• _PROBLEM SET_
[A] Could you rewrite the paragraph of the devotional that begins "Have you ever had a time" as a short bulleted list that keeps its main facts?
[B] Would you carry the friendship devotional forward from its last sentence?

• _PAGE EXCERPT_

Weekly Newsletter

Pastor David’s Weekly Devotional
      Leo Tolstoy, the great Russian writer, tells of the time when he was walking down the street and passed a beggar.  He reached into his pocket to give the beggar some money, but his pocket was empty.  Tolstoy turned to the man and said, “I’m sorry, my brother, but I have nothing to give.”  The beggar brightened and said, “You have given me more than I asked for – you have called me brother.”
      Have you ever had a time in your life when you felt you had no friends?  No one to share life with.  No one to talk to.  No shoulder to cry on.  No one to laugh with.  Perhaps we have all been there.  If we have, it is probably something we will not soon forget.  Even today, statistics show that most people feel they only have one person they would call a friend.
      The word “friend” means many different things today.  In fact, it is sometimes difficult to know whether the person we spend the most time with is someone that we would call our friend.  Even in the Bible, we find that there are many ways the word “friend” is used.  Proverb’s wisdom warns us that: “wealth brings many friends, but a poor man's friend deserts him” (19:4).  The writer of Ecclesiastes describes the importance of friendship, “If one falls down, his friend can help him up.  But pity the man who falls and has no one to help him up!” (4:10).  In Matthew’s Gospel Jesus is called, “a friend of tax collectors and sinners” (11:19).  In the parable of “The Wedding Feast” the king said to one guest, “Friend, how did you get in here without a wedding garment?” and then cast him out into “the outer darkness” (Matt.22:11-13).  Even at the climax of his betrayal Jesus said to Judas, “Friend, do what you came for” (Matthew 26:50)
      One of the greatest passages on friendship is found in chapter five of the Gospel of Luke.  Word had got out that Jesus was in town healing the sick.  In fact, the house where Jesus was healing was so full that there was no way in.  Not to be denied, four men carrying their paralytic friend on a mat decided to break into the house … from the roof.   And that is just what they did.  They dug a hole into the roof and lowered the paralytic man on his mat right down in front of Jesus.  Now that’s friendship!  They risked life, limb, and reputation to make sure their friend saw the Savior.  They were literally carrying their friend to the feet of Christ.  They dared to be inconvenienced.  They were willing to be embarrassed.  They were willing to sacrifice time and energy.  They were, in the purest sense of the word, friends.  The Bible tells us that when Jesus saw their faith – notice not just the paralytic but “their” faith – He said, “Friend, your sins are forgiven” (Luke 5:20).

• _DATA SECTION_

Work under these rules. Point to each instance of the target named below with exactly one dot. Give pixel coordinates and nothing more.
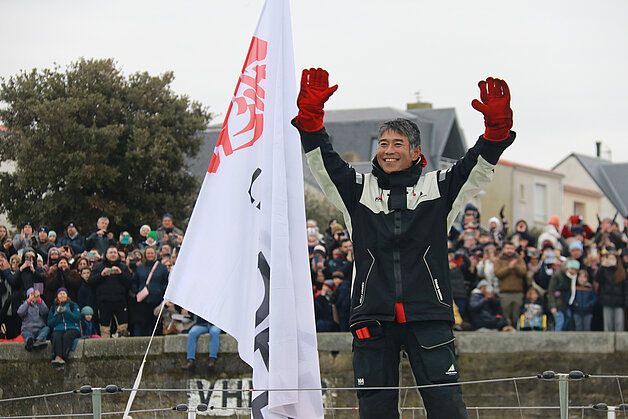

• _ANSWERS TO THE EXERCISES_
[A]
- Many of us have gone through times with no friends: no one to share life with, talk to, cry with, or laugh with.
- Such a time is probably not soon forgotten.
- Statistics show that even today, most people feel they have only one person they would call a friend.

[B]
      We all need friends like those of the paralytic.  Likewise, we all need to be a friend like that.  Simply put, a true friend is one who is willing to do whatever it takes to bring their friend to the feet of Jesus.  The opposite is also true: If you and I are not willing to bring our friends to Jesus – either for salvation or edification – we are not truly acting like a friend.
      It has been said that to those who have many friends friendship can seem to be of little value, but to those who have no friends friendship is a fortune!  Be a friend to the friendless.  Let them know that Christ is the Friend of sinners, the friend that is closer than a brother, and the friend who died so that they may live.  By His example, Christ showed us that the best way to have a friend is to be one!  The greatest way to demonstrate our friendship is to show them the way to Christ.  Jesus said: “You are my friends if you do what I command you” (Jn.15:14).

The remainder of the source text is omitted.